··· Supplied passage

The interface-tailored electrodes simultaneously attained high areal capacity (3.86 mAh/cm2); high specific capacity (922 mAh/g based on the mass of the entire electrode); and excellent cyclability (80% retention of capacity after 160 cycles)—among the highest reported. Even at a high rate of 1C, the areal capacity approaches 1.61 mAh/cm2 at the 500th cycle. In a paper in the ACS journal Nano Letters, the team sugests that interfacial bonding—“a new dimension that has yet to be explored,”—can play an unexpectedly important role in addressing the multifaceted challenge of Si anodes.
High-capacity electrode materials are inherently accompanied by large volume changes that pose a significant, multifaceted challenge to their functions in rechargeable batteries. At the apex of this challenge is silicon, which has a theoretical capacity as high as 3579 mAh/g at room temperature, ∼10 times that of graphite anodes used in lithium ion batteries. However, the large volume change (∼270%) during lithium ion insertion/extraction induces enormous mechanical strain that causes pulverization of Si, loss of electrical contact, and uncontrolled growth of solid electrolyte interphase (SEI), resulting in rapid decay of capacity. Over the past decade a number of elegant strategies have emerged to address the various aspects of this multifaceted challenge. … However, it remains an unmet goal to harness Si’s potential. Particularly, it is known that at high mass loadings the structural integrity and electrical interconnection become exceedingly difficult to maintain
during electrochemical cycling.
… Here, we show for the first time that chemical tailoring of the
nanostructure interface with atomic oxygen can substantially improve the electrochemical performance of silicon/carbon nanotube (CNT) composite electrodes. Due to the inherently
weak adhesion between Si and the carbon lattice, a persistent challenge for nanocomposites in general, Si detaches from the conductors and agglomerates during repeated electrochemical cycling. By chemically tailoring CNTs with atomic oxygen, we found that the poor interface between Si and carbon is significantly improved. Owing to this robust interface, Si stays firmly immobilized on CNTs, effectively blocking the delamination and agglomeration. Both structural integrity and electrical connectivity are well maintained throughout the entire electrode, thereby offering superior electrochemical performance.

······
··· Excerpted records

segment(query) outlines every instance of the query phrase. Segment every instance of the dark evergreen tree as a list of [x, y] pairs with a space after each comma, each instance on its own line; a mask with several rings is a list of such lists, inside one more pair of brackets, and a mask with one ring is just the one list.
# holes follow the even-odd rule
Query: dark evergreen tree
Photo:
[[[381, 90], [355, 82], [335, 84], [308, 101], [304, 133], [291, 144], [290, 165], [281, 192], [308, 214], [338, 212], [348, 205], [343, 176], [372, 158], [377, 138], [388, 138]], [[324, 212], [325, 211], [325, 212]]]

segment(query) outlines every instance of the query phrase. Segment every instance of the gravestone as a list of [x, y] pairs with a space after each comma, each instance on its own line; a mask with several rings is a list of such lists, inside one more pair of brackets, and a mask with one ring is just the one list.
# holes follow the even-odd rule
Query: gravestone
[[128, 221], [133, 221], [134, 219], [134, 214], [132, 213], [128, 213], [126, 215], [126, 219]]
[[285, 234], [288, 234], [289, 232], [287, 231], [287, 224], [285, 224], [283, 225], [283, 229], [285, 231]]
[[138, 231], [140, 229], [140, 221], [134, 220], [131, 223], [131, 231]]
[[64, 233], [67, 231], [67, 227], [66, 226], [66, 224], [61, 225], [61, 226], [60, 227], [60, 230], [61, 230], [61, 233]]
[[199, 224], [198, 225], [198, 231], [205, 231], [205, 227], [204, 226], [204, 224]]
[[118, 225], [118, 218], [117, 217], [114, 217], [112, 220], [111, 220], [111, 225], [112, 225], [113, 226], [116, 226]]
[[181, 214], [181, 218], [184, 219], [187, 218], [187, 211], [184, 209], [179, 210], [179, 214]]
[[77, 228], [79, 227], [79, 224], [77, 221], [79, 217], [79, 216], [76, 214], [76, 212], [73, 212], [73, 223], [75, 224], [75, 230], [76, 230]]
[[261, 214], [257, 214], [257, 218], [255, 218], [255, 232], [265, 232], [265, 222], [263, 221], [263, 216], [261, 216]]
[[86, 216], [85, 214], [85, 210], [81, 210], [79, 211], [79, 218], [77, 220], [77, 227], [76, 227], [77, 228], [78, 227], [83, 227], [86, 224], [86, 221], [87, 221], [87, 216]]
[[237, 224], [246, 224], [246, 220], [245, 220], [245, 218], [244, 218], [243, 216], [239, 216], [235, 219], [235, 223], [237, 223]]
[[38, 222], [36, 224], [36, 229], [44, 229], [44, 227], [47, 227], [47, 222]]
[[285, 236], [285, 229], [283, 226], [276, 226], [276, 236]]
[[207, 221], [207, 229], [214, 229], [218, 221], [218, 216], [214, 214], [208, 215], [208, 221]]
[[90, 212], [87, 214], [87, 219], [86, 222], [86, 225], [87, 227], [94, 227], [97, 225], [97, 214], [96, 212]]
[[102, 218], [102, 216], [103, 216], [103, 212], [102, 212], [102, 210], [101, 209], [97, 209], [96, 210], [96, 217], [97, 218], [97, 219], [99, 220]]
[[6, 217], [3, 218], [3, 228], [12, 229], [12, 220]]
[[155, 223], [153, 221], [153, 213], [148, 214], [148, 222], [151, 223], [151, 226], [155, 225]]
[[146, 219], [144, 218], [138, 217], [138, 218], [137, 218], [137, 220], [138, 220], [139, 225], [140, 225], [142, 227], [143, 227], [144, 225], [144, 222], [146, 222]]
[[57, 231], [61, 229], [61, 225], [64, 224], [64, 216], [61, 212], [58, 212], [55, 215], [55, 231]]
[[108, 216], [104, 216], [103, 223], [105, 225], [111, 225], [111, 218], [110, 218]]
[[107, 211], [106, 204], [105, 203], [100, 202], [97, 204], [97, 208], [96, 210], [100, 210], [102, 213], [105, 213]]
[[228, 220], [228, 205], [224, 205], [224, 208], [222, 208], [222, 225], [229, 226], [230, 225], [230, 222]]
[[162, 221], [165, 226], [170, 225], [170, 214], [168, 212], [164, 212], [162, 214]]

······

**Task instructions:**
1. In the passage on silicon anodes, what theoretical capacity does silicon have at room temperature?
2. List the effects that the passage on silicon anodes attributes to the mechanical strain caused by silicon's large volume change during lithium ion insertion and extraction.
3. Extend the passage on silicon anodes by writing what comes next after its final sentence.

**The results:**
1. 3579 mAh/g

2.
Pulverization of Si
Loss of electrical contact
Uncontrolled growth of solid electrolyte interphase (SEI)

3.
Schematic illustration of stabilizing Si anode by atomic oxygen-tailored interface. (a) Si grows on CNTs as particle aggregates, which detach from the conductive support during repeated electrochemical cycling. (b) Oxygen-containing moieties introduced by UV−ozone enable uniform nucleation of Si on CNTs. With robust interfacial bonding, Si adheres firmly on CNTs during electrochemical cycling. Credit: ACS, Sun et al. Click to enlarge.
They used a simple dry chemistry, applying UV−ozone (UVO) to CNT yarns with controlled porosity. They found that UVO produces atomic oxygen capable of functionalizing CNTs only on the outer walls. This surface-limited feature is distinctly different from oxygen plasma, the highly energetic ionic species of which are penetrative and destructive, and oxidative wet chemistry. By tuning the exposure time of UVO, they can achieve the desired degree of surface functionalization of CNTs.
The tailored Si/C interface significantly improved electrochemical cycling performance: a capacity of 922 mAh/g based on the mass of the entire electrode, or 4 times higher than the capacity of graphite electrode (229 mAh/g). The volumetric capacity was 737 mAh/cm3, which is also higher than that of graphite anodes (600 mAh/cm3). This value, the researchers noted, could be further improved by reducing the CNT diameter and controlling the packing density of the CNT yarns.
With the interfacial bonding, the composite delivered a superior cycling stability up to 500 cycles (1.62 mAh/cm2 at the 500th cycle). The capacity retentions were 91.6% at the 150th cycle, 78.8% at the 300th cycle, and 67.1% at the 500th cycle—among the highest reported at a high mass loading of Si.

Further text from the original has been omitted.